- **ACTION ITEM**
Reproduce the entries below, please. Keep every character the same.

'''

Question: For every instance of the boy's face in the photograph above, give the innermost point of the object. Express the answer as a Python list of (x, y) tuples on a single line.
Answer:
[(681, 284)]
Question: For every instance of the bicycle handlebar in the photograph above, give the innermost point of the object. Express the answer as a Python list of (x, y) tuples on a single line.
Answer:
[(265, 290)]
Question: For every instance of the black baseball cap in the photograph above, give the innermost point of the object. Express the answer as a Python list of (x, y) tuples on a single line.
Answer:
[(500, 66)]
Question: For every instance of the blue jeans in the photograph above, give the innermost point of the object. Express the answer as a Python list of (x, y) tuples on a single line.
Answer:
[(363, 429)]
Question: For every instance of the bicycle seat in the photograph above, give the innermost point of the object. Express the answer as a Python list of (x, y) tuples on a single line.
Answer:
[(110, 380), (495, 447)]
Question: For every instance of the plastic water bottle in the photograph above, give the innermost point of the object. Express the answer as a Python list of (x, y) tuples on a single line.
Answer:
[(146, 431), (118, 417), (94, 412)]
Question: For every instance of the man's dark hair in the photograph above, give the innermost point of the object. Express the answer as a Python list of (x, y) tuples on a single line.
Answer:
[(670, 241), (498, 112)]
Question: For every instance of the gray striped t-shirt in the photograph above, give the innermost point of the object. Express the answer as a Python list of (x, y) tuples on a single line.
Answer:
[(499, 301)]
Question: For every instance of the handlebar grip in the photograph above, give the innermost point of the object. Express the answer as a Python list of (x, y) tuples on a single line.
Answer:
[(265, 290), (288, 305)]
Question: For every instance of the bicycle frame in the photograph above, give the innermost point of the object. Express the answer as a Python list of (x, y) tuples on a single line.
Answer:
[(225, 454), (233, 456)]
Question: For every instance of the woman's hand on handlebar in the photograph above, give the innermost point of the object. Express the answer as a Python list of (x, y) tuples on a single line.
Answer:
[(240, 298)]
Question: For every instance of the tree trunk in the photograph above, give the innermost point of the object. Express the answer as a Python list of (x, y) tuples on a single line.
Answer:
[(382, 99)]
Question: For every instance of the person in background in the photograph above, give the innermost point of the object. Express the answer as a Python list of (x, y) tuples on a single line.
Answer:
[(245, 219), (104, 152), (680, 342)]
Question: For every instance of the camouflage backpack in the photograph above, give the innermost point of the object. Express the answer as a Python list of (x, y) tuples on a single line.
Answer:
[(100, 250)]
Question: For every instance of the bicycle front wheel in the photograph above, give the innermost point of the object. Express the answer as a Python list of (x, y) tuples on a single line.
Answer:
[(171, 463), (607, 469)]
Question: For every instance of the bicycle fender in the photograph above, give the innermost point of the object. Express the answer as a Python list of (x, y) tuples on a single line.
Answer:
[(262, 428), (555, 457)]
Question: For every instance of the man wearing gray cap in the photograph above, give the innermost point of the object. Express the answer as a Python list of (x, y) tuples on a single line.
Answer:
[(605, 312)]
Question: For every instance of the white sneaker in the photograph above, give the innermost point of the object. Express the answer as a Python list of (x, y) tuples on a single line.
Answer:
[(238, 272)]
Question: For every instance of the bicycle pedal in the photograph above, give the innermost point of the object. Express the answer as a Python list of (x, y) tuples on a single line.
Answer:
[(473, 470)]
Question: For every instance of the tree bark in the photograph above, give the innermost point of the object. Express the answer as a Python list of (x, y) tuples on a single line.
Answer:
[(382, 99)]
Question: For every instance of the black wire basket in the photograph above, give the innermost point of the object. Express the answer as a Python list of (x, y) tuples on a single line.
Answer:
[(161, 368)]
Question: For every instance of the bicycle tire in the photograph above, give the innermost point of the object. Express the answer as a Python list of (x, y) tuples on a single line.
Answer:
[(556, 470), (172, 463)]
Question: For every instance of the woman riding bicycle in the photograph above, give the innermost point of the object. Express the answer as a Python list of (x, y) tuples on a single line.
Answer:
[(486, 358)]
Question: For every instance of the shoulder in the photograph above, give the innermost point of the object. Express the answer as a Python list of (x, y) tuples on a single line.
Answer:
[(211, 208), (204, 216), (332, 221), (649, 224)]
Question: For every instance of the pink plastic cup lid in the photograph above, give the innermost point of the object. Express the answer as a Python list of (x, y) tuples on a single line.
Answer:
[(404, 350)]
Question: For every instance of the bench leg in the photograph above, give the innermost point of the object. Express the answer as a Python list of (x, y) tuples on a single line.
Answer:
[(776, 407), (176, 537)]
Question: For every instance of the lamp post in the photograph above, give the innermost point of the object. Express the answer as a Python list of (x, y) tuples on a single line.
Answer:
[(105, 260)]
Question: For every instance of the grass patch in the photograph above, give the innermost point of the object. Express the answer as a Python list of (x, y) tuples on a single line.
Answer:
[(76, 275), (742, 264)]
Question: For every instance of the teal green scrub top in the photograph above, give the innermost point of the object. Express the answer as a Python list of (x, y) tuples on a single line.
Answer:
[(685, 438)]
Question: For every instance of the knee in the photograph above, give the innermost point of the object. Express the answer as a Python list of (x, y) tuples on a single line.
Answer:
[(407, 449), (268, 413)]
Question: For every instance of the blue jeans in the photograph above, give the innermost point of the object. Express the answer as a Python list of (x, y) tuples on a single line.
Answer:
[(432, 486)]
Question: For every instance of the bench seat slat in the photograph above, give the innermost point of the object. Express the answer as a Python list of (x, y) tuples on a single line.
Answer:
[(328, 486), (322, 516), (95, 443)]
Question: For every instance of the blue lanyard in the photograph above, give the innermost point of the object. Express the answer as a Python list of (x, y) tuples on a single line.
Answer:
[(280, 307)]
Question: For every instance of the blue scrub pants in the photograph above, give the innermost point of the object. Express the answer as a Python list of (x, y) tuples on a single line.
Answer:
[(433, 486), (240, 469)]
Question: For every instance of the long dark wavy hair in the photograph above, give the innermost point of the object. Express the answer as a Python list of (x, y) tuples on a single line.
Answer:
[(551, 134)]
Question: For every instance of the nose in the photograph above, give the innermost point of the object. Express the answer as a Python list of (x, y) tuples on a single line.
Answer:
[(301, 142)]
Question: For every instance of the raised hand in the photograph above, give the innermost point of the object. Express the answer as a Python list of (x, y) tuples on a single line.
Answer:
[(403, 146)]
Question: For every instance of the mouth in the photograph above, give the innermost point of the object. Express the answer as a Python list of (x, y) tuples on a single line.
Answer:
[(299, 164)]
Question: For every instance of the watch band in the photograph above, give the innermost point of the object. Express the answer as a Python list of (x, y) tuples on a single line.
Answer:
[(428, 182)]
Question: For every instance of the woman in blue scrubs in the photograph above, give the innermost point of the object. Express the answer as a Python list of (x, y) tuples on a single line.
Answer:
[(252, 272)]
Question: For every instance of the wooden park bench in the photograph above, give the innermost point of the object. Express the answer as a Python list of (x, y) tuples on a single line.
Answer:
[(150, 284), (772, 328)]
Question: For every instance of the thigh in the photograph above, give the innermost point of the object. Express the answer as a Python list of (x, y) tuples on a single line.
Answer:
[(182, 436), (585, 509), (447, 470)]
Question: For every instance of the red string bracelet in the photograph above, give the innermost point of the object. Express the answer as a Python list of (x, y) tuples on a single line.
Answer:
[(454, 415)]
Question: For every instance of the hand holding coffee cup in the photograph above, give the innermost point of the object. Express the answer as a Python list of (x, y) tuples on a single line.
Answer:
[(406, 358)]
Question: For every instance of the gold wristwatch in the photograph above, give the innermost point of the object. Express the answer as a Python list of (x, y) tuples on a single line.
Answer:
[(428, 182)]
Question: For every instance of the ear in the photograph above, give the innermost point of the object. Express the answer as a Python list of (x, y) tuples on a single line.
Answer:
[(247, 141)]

'''

- **RESPONSE**
Question: For every instance of the boy's face in the photograph above, give the innermost point of the object. Express the answer as a Python list of (x, y) tuples on a single line.
Answer:
[(681, 284)]
Question: For every instance of the bicycle handlebar in the photograph above, give the innermost point of the object. Express the answer as a Python list of (x, y) tuples on a single line.
Answer:
[(265, 290)]
Question: For every instance of the black baseball cap in the photograph above, give the innermost point of the object. Express the answer as a Python list of (x, y) tuples on a single line.
Answer:
[(500, 66)]
Question: For every instance of the blue jeans in the photograph above, give the innermost point of the object. Express the answer as a Python list of (x, y) tuples on a single line.
Answer:
[(363, 429)]
Question: For every instance of the bicycle seat in the photograph above, give the innermost point of the object. Express the answer as a Python list of (x, y) tuples on a single line.
Answer:
[(110, 380), (495, 447)]
Question: For every instance of the plastic water bottle in the photograph above, give the innermost point of the object. Express the answer as a Python list of (x, y) tuples on a single line.
Answer:
[(146, 431), (118, 417), (94, 412)]
Question: For every instance of the man's dark hair in the photograph above, give the innermost point of the object. Express the answer as a Python list of (x, y) tuples on a single line.
Answer:
[(670, 241), (498, 112)]
Question: For every instance of the gray striped t-shirt in the photograph above, give the innermost point of the object. Express the answer as a Python list of (x, y) tuples on a single line.
Answer:
[(499, 301)]
Question: For every instance of the handlebar grip in the photograph above, give the innermost point of the object. Express the answer as a Python list of (x, y) tuples on a single line.
Answer:
[(265, 290), (288, 305)]
Question: For every instance of the bicycle frame in the photograph above, give the innermost point of the object. Express the answer as a Python list of (x, y) tuples on a single line.
Answer:
[(225, 454), (233, 456)]
Question: For every instance of the woman's hand on handlebar in the photograph above, give the innermost point of the object. Express the answer as a Python list of (x, y) tuples on a single line.
Answer:
[(240, 298)]
Question: For every instance of the tree trunk in the photograph above, give the innermost point of the object. Express the answer as a Python list of (x, y) tuples on a single line.
Answer:
[(382, 99)]
Question: For every instance of the person in background in the photograph above, give the innermost point of the object. Express the answer as a Python list of (x, y) tuples on a single line.
Answer:
[(245, 219), (104, 152), (680, 342)]
Question: For every instance of the camouflage backpack in the photograph above, give the innermost point of the object. Express the answer as a Python list of (x, y) tuples on a single line.
Answer:
[(100, 250)]
Question: For every instance of the bicycle front wheel in the photograph above, give the innermost point of the object. Express the answer as a Python list of (x, y) tuples on a single line.
Answer:
[(171, 463), (607, 469)]
Question: For every instance of the bicycle fender in the photograph above, give the innermost point of the object. Express the answer as a Python list of (x, y) tuples on a single line.
Answer:
[(262, 428), (555, 457)]
Question: For every instance of the man wearing gray cap in the photograph above, give the innermost point of the object. Express the answer as a Python list of (x, y) tuples on a single line.
Answer:
[(605, 312)]
Question: For every instance of the white sneaker in the photograph above, give the innermost point of the object. Express the answer as a Python list of (x, y) tuples on a single line.
Answer:
[(238, 272)]
Question: For every instance of the bicycle pedal in the photograph above, give the innermost point of the object. Express the answer as a Python list of (x, y) tuples on a single line.
Answer:
[(473, 470)]
Question: For every instance of the tree bark in the photograph above, give the innermost point of the object. Express the answer as a Python list of (x, y) tuples on a single line.
Answer:
[(382, 99)]
Question: For every instance of the black wire basket in the photograph above, give the innermost point of the object. Express the answer as a Python list of (x, y) tuples on a single line.
Answer:
[(161, 368)]
Question: For every instance of the bicycle tire in the photograph above, give the innermost point of the object. Express the answer as a Python list of (x, y) tuples on a single line.
Answer:
[(556, 470), (172, 463)]
Question: For every instance of the woman riding bicycle in the photograph above, give the innermost point of the object. Express the answer as a Python list of (x, y) tuples on a single line.
Answer:
[(486, 358)]
Question: For every instance of the shoulder in the photograph above, give the innermost point of the object. Express the answer as a Python list of (x, y) tuples on a single line.
Answer:
[(211, 208), (204, 216), (332, 221), (649, 224)]
Question: For every instance of the pink plastic cup lid in the photograph above, give the innermost point of the object. Express the answer as a Python list of (x, y) tuples on a single line.
Answer:
[(404, 350)]
Question: For every instance of the bench leg in the photograph above, give the innermost point of the object. Express the answer as a Python list of (x, y) tuples on a single line.
Answer:
[(776, 407), (176, 537)]
Question: For every instance of the lamp post in the photograph above, give the innermost point of the object. Express the answer as a Python list of (x, y) tuples on a single line.
Answer:
[(105, 260)]
Question: For every instance of the grass patch in the photograph above, give the innermost point of the object. Express the answer as a Python list of (x, y) tuples on a single line.
Answer:
[(76, 275), (742, 264)]
Question: For every instance of the teal green scrub top in the photograph above, give the innermost point of the object. Express the answer as a Python list of (x, y) tuples on a single line.
Answer:
[(685, 438)]
Question: For every instance of the knee in the photograph above, give the innermost point of the object. Express the answer as a Python list of (x, y) tuples on a single line.
Answer:
[(407, 449), (268, 413)]
Question: For every instance of the blue jeans in the photograph above, give the innermost point of the object. Express the answer as a Python list of (x, y) tuples on a single line.
Answer:
[(432, 486)]
Question: For every instance of the bench seat slat in the photograph above, give the innermost point of the object. Express the answer as a Python list of (x, y) tuples on a single line.
Answer:
[(328, 486), (322, 516), (95, 443)]
Question: For every instance of the blue lanyard in the photograph above, give the innermost point of the object. Express the answer as a Python list of (x, y) tuples on a single line.
Answer:
[(280, 307)]
Question: For every instance of the blue scrub pants in the photograph above, give the innermost point of the object. Express the answer as a Python list of (x, y) tuples on a single line.
Answer:
[(433, 486), (240, 469)]
Question: For every instance of the long dark wavy hair in the photograph above, give the innermost point of the object. Express the answer as a Python list of (x, y) tuples on a single line.
Answer:
[(551, 134)]
Question: For every instance of the nose in the photograph above, give the innermost point of the object. Express the answer as a Python list of (x, y) tuples on a single line.
Answer:
[(301, 142)]
Question: For every instance of the raised hand in the photograph above, give the innermost point of the object. Express the answer as a Python list of (x, y) tuples on a single line.
Answer:
[(403, 146)]
Question: For every instance of the mouth in the photograph above, give the innermost point of the object. Express the answer as a Python list of (x, y) tuples on a single line.
Answer:
[(299, 164)]
Question: For every instance of the watch band in the photograph above, give the innermost point of the object. Express the answer as a Python list of (x, y) tuples on a single line.
Answer:
[(428, 182)]
Question: For every instance of the woman in blue scrubs in the photograph above, give the innermost point of the object. Express the answer as a Python list of (x, y) tuples on a single line.
Answer:
[(252, 272)]
Question: For every instance of the wooden park bench in the photograph above, give the innermost point of the object. Express the answer as a Python list of (x, y) tuples on a single line.
Answer:
[(150, 284), (772, 328)]
Question: For every instance of the thigh in the photograph above, give the innermost point of the object. Express the answer as a Python list of (x, y) tuples on a single line.
Answer:
[(182, 436), (585, 509), (447, 470)]
Question: For every instance of the red string bracelet in the photograph above, give the innermost point of the object. Express the answer as a Python list of (x, y) tuples on a single line.
Answer:
[(454, 415)]
Question: For every instance of the hand holding coffee cup in the photograph above, give the innermost point of the object. Express the answer as a Python list of (x, y) tuples on a single line.
Answer:
[(406, 358)]
Question: For every instance of the gold wristwatch in the photograph above, give the innermost point of the object. Express the answer as a Python list of (x, y) tuples on a single line.
Answer:
[(428, 182)]
Question: For every instance of the ear in the photograph above, give the innermost point of the object. Express the answer as a Python list of (x, y) tuples on a single line.
Answer:
[(247, 141)]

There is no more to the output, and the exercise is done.